> PROVIDED TEXT:
· · · · · · ·
Thursday 20 July 2017

'Bonus' post - the problems of microfiction.

Here's some gabble up top - microfiction seems to becoming more of a thing. Go to a writers' group or research links and what not and you can see shorter and shorter versions of fiction blooming everywhere, not just flash fiction (1,000 words and under) but drabbles (100 words) and shorter. This was an attempt to get on a website asking for twenty-five word stories. If you get microfiction right, if you get accepted, it's a great, quick way of getting your name known (no one's really paying for this stuff). If your microfiction doesn't get accepted there's not really much you can do with it. You can resubmit novels, short stories, flash fiction and so on, not with this. SO, I'm going to blog it. Enjoy, or don't.
Timing is Everything

I asked Mr Abernathy “is that the guy you want dead?” He said:

“Yes, but could you please wait for dessert before asking me?”

A Short Search

He said “most people underestimate how far they've got to run before they're safe.” So I said:

“Let's check the attic, he's probably there.”

Saturday 8 July 2017

Gregor

As Gregor woke one morning from uneasy dreams he found himself transformed in his bed. His eyes peeled open and cast about, vision was blurry but eventually focused. He was where he had been, in a pile of leaf litter in the bough of a tree, but something was very wrong.

He wheeled his limbs about, gaining no traction until he toppled onto his front. Gregor had become enormous. He collapsed under his own weight, face down. His weirdly stunted proboscis was funnelled into the Earth but, stranger still, he smelled almost nothing. The chemical silence was deafening. He hauled himself up on his limbs again: “urgh!” he exclaimed, grunting with effort. The sound shocked him. He’d never made that noise before.

Gregor began crawling around on the forest floor. Where was everybody? Questions rattled around his mind. What was going on? His mind that was once a simple relay was a now a tangled warren of pathways that set off a clashing torrent of thoughts and feelings. Where was he? He felt what he later realised was, a combination of fear, abandonment and deep revulsion. What was he?

He was heavy and large and covered in a strange, soft dermis. His pincers were digits. His carapace was missing along a pair of legs. Gregor tried to climb a tree but the friction was gone. He felt hungry. He tried eating sap, then fungus, then a handful of leaves but these things tasted foul to him. Eventually there was nothing left to do except curl up in a ball to retain heat.
· · · · · · ·
[Dataset excerpts]
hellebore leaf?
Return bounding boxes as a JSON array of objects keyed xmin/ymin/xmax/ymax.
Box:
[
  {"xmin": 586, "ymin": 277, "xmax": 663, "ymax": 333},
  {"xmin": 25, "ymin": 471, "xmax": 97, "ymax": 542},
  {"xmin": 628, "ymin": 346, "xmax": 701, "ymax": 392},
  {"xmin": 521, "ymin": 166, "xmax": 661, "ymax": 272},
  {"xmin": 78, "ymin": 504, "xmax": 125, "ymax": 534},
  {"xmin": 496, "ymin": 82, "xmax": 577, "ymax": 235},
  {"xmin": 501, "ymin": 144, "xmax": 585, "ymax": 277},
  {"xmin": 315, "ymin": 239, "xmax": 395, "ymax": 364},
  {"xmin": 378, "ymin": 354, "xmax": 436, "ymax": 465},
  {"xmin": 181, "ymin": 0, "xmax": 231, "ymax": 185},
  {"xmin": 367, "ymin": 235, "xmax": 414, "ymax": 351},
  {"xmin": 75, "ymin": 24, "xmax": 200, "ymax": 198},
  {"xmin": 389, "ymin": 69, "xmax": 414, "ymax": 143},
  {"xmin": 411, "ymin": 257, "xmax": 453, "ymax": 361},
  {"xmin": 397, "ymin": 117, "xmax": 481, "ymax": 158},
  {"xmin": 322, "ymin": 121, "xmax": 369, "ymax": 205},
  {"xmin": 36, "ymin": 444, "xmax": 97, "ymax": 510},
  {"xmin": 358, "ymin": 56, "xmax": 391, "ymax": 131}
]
· · · · · · ·
> WHAT THIS EXERCISE ASKS:
a – How many words does the blog post give as the length of a drabble?
b – Quote the blog post from "A Short Search" up to and including "was very wrong.".
c – Continue the blog post from its last sentence, keeping to the story about Gregor.

> ANSWERS BY ITEM NUMBER:
a – 100 words.

b –
A Short Search

He said “most people underestimate how far they've got to run before they're safe.” So I said:

“Let's check the attic, he's probably there.”

Saturday 8 July 2017

Gregor

As Gregor woke one morning from uneasy dreams he found himself transformed in his bed. His eyes peeled open and cast about, vision was blurry but eventually focused. He was where he had been, in a pile of leaf litter in the bough of a tree, but something was very wrong.

c –
Sometime later his feelings simplified to terror when he found three ape-creatures standing over him on their hind legs. Two of them were tall, one of them was short. They made noises at him; sharp noises that made him cover his ears. He realised later they were trying to communicate with him. More ape-creatures came and two of them managed to pick Gregor up. They wanted him to stand like they were doing. They were also keen to cover him in a pelt a bit like the ones they were wearing. He fell down a few times and the pelt kept slipping off but they were eventually satisfied. They took him slowly, out of the wood and put him in a box. The box started moving. Gregor felt queasy. He would have been sick but there was nothing to regurgitate. He eventually passed out.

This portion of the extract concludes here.